Chris_Falter · September 30, 2020, 3:58pm

Thanks for this primer on the uses and misuses of Consistency Index analyses, David! The 2 key points I am deriving from your post are:

Biologists do not simply select the highest CI tree in a cladistic analysis and call it a day (which is, AFAICT, the approach @EricMH seems to have taken). Instead, they measure the stability of the clades in the vicinity of the CI peak, and only trust the outcome if that stability is found.
As the field has advanced, biologists are no longer relying on low-taxa CI analyses.

Have I grasped your key points correctly?

Noob questions:

What statistical metric would you use to measure the stability of cladograms in the vicinity of the CI peak?
You mentioned that “CI is not that great of a measure of nested clades.” What would be a better measure?

Also, if you could introduce a little more about yourself, I’d be grateful.

Peace,
Chris

pevaquark · September 30, 2020, 4:20pm

It’s always tough when some random guy on the internet comes in guns ablazing falsifying common ancestry.

It is curious how you have that special power when it comes to certain topics.

Well you probably do reject common ancestry because of very strong religious beliefs. Probably to the point where I would say your prior belief might override your ability to evaluate any evidence. E.g.

P(A|B) = 1 when the prior probability of A is 100% given any further evidence you could ever look at.

My personal opinion is that a more useful approach is not for you to try and falsify common ancestry, but to make specific predictions of what we should find given your model. What is your model? What sorts of predictions does it make of what we should find in nature? How well does it describe the evidence? Because a big mistake a lot of people make is “if I can just prove evolution wrong or silly, then logic dictates what I believe about the origin of species must be right!” Sometimes Christians use this same argument to prove completely different models which is just nonsense.

EricMH · October 1, 2020, 10:20pm

Sounds like I’m not the one making strong assumptions

Not the case whatsoever. The only reason I’ve turned away from evolution in the first place is ID. Before then I was happily on the way to rejecting my childhood Christianity and embracing atheism. Now that ID has convinced me evolution theory may not be as solid as claimed, and I’ve got a little knowledge in the matter, I’ve decided to try and verify evolution for myself, insofar as I can.

As such, knocking down individual pieces of evidence is exactly what I am doing. I have no idea what is an alternative theory, but I don’t believe there’s any need to have an alternative to show the status quo is faulty. And really, what I want is not to disprove evolution, but to find some really solid piece of evidence for evolution. Like as a programmer, if I’m trying to understand the behavior of a new language construct or library, I want to have something solid and repeatable to build my understanding. Additionally, as a programmer, when trying to troubleshoot a bug, I will create a hypothesis, and then try to eliminate the hypothesis with tests. I don’t need to have an alternate hypothesis besides “I don’t know” to debug my code in this way. The only thing worse that “I don’t know” is an incorrect hypothesis, so it is foolish to cling to an incorrect hypothesis just because I don’t have a correct hypothesis.

I’ve yet to find such a thing for evolution, and I’ve been working away pretty dedicatedly over the past year or so. It is strange that such a well established scientific field is hard for a lay person to validate, since the means are readily available with all the genetic data. And it is also strange evolutionary scientists are so allergic to questioning the fundamentals of the field.

* [Extracted entries]:
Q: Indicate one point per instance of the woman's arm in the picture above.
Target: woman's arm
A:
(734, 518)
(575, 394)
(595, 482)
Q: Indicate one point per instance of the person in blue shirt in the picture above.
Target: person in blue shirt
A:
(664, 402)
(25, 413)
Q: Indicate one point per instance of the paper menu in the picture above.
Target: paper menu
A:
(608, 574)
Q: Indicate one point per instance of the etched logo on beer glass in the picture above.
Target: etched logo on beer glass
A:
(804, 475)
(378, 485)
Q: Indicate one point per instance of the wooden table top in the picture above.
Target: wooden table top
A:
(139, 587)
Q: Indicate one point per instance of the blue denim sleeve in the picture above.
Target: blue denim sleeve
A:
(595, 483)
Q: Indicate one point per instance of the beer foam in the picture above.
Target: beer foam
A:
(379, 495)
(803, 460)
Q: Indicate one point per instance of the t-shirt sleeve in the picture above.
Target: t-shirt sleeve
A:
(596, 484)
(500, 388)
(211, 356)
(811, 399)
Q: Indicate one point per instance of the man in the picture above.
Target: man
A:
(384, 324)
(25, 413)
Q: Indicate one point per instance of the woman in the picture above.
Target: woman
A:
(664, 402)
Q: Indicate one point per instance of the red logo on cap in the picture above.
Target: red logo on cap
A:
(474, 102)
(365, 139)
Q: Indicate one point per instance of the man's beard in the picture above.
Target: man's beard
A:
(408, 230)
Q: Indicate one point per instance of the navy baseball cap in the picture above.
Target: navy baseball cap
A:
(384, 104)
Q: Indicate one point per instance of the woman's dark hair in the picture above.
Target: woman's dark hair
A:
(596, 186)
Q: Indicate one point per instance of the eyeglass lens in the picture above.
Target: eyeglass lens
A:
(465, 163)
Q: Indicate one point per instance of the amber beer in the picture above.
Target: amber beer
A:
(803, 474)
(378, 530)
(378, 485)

* [Problem statement]:
Repeat word for word the part of the forum thread that begins with the words containing "Biologists do not" and ends with "low-taxa CI analyses.".

* [Response box]:
Biologists do not simply select the highest CI tree in a cladistic analysis and call it a day (which is, AFAICT, the approach @EricMH seems to have taken). Instead, they measure the stability of the clades in the vicinity of the CI peak, and only trust the outcome if that stability is found.
As the field has advanced, biologists are no longer relying on low-taxa CI analyses.